WHAT THE EXERCISE ASKS: Reproduce every entry exactly as shown.

DATA FOR THIS TASK:
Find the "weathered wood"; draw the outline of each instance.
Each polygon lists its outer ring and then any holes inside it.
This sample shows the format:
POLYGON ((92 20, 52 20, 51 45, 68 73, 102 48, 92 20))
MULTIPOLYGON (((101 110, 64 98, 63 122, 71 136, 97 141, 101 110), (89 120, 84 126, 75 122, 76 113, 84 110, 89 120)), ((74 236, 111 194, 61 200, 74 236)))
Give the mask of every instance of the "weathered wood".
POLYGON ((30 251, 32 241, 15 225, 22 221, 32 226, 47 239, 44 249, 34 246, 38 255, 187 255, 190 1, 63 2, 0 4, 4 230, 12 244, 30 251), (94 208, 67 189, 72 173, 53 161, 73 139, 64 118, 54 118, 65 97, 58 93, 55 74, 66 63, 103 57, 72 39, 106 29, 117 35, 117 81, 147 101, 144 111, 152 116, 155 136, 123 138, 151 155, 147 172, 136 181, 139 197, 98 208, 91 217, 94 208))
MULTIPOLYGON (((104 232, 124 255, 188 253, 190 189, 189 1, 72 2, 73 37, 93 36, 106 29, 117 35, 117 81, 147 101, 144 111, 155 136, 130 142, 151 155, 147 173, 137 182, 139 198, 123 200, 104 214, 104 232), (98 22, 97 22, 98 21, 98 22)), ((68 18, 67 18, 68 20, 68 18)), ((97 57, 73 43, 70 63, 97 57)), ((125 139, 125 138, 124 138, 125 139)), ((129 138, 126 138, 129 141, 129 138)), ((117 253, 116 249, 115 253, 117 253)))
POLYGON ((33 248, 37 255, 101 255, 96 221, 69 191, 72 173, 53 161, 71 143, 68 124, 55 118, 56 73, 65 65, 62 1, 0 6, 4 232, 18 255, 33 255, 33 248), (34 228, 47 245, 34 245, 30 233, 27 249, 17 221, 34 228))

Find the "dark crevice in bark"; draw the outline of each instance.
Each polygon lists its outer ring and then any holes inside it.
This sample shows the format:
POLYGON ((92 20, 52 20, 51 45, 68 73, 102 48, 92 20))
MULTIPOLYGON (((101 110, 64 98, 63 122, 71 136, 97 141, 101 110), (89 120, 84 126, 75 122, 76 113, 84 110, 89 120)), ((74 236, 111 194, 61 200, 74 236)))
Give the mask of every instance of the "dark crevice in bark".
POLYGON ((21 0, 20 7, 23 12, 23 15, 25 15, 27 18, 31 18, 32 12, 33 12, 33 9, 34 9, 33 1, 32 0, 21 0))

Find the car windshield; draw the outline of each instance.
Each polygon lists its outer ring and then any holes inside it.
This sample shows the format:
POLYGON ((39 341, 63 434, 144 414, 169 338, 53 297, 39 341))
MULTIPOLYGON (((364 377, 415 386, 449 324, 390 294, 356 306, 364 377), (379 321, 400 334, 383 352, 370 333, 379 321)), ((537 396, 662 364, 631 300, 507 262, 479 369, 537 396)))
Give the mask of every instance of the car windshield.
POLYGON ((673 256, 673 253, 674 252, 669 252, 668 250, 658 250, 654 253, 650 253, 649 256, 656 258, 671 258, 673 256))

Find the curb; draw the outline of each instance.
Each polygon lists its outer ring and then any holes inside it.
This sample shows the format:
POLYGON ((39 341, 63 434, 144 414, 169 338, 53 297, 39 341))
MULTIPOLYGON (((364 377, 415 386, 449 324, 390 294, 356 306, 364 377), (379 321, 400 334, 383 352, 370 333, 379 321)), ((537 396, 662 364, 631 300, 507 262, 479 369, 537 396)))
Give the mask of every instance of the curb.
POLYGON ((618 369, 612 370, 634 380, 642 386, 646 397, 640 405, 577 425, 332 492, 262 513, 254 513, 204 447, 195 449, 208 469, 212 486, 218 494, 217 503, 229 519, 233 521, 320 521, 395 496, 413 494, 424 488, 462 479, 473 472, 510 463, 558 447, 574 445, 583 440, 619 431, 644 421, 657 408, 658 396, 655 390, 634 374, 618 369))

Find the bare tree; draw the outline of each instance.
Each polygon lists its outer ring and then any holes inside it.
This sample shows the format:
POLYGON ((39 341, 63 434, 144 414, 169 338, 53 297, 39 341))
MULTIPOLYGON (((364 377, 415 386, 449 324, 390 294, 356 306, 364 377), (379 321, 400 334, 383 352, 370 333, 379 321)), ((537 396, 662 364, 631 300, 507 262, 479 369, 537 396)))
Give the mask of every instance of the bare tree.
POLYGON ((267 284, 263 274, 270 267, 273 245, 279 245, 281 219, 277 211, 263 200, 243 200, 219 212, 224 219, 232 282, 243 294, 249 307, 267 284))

EXERCISE RESULT:
Find the "weathered wood"; draw the outline of each instance.
Each polygon lists its outer ring and then any holes inside it.
This sample shows the format:
POLYGON ((92 20, 52 20, 51 45, 68 73, 102 48, 92 20))
MULTIPOLYGON (((101 110, 64 98, 63 122, 71 136, 97 141, 101 110), (89 120, 84 126, 75 122, 76 113, 84 110, 89 120)), ((74 236, 111 194, 61 200, 74 236)))
Give the mask of every instance of the "weathered wood".
POLYGON ((30 251, 32 241, 15 225, 22 221, 32 226, 47 239, 44 249, 34 246, 38 255, 187 255, 190 1, 63 2, 0 4, 4 230, 12 244, 30 251), (94 208, 67 189, 72 173, 53 161, 73 139, 64 118, 54 118, 65 97, 58 93, 55 74, 66 63, 103 57, 72 39, 106 29, 117 35, 117 81, 147 101, 144 111, 152 116, 155 136, 123 138, 151 155, 147 172, 136 181, 139 197, 98 208, 91 217, 94 208))
MULTIPOLYGON (((104 232, 124 255, 188 253, 190 189, 189 1, 72 2, 73 37, 93 36, 106 29, 117 35, 117 81, 147 101, 144 111, 155 136, 130 142, 151 155, 147 173, 137 182, 139 198, 123 200, 104 214, 104 232), (98 22, 97 22, 98 21, 98 22)), ((68 18, 67 18, 68 20, 68 18)), ((97 57, 73 43, 70 63, 97 57)), ((125 139, 125 138, 124 138, 125 139)), ((129 138, 126 138, 129 141, 129 138)), ((117 253, 116 249, 115 253, 117 253)))
POLYGON ((33 248, 37 255, 101 255, 96 221, 69 191, 72 173, 53 161, 71 143, 68 124, 55 118, 56 73, 65 65, 62 1, 0 6, 4 232, 18 255, 33 255, 33 248), (34 228, 47 245, 34 245, 30 233, 27 249, 17 221, 34 228))

Find the "dark crevice in bark"; draw the outline of each instance.
Each polygon lists its outer ring and then any holes inside it.
This sample shows the format:
POLYGON ((92 20, 52 20, 51 45, 68 73, 102 48, 92 20))
MULTIPOLYGON (((101 110, 64 98, 63 122, 71 136, 97 141, 101 110), (89 120, 84 126, 75 122, 76 113, 84 110, 89 120)), ((74 236, 111 194, 61 200, 74 236)))
Give the mask of every instance of the "dark crevice in bark".
POLYGON ((21 0, 20 7, 23 12, 23 15, 25 15, 27 18, 31 18, 32 12, 33 12, 33 9, 34 9, 33 1, 32 0, 21 0))

Find the car windshield; draw the outline of each instance.
Each polygon lists its outer ring and then any holes inside it.
This sample shows the format:
POLYGON ((39 341, 63 434, 144 414, 169 338, 53 297, 39 341))
MULTIPOLYGON (((364 377, 415 386, 449 324, 390 294, 356 306, 364 377), (379 321, 400 334, 383 352, 370 333, 379 321)), ((537 396, 662 364, 631 300, 507 262, 479 369, 537 396)))
Give the mask of every instance of the car windshield.
POLYGON ((673 256, 673 253, 674 252, 669 252, 668 250, 658 250, 654 253, 650 253, 649 256, 656 258, 671 258, 673 256))

Find the curb; draw the outline of each instance.
Each polygon lists its outer ring and then any holes inside it.
This sample shows the format:
POLYGON ((39 341, 63 434, 144 414, 169 338, 53 297, 39 341))
MULTIPOLYGON (((364 377, 415 386, 449 324, 390 294, 356 306, 364 377), (379 321, 400 334, 383 352, 370 333, 379 321)), ((537 396, 662 364, 631 300, 507 262, 479 369, 537 396)))
Give the mask of every instance of the curb.
POLYGON ((618 369, 612 370, 634 380, 642 386, 646 397, 640 405, 577 425, 332 492, 262 513, 254 513, 204 447, 195 449, 208 469, 212 486, 218 494, 217 503, 229 519, 233 521, 320 521, 395 496, 413 494, 424 488, 462 479, 473 472, 510 463, 558 447, 574 445, 583 440, 619 431, 644 421, 657 408, 658 396, 655 390, 634 374, 618 369))

Find the bare tree; draw the outline of each instance.
Each polygon lists its outer ring and then any holes inside it.
This sample shows the format:
POLYGON ((39 341, 63 434, 144 414, 169 338, 53 297, 39 341))
MULTIPOLYGON (((364 377, 415 386, 449 324, 390 294, 356 306, 364 377), (379 321, 400 334, 383 352, 370 333, 379 321)), ((537 396, 662 364, 631 300, 507 262, 479 369, 537 396)))
Give the mask of every instance of the bare tree.
POLYGON ((267 284, 263 274, 270 267, 273 245, 279 245, 281 219, 277 211, 263 200, 243 200, 219 212, 224 219, 232 282, 243 294, 249 307, 267 284))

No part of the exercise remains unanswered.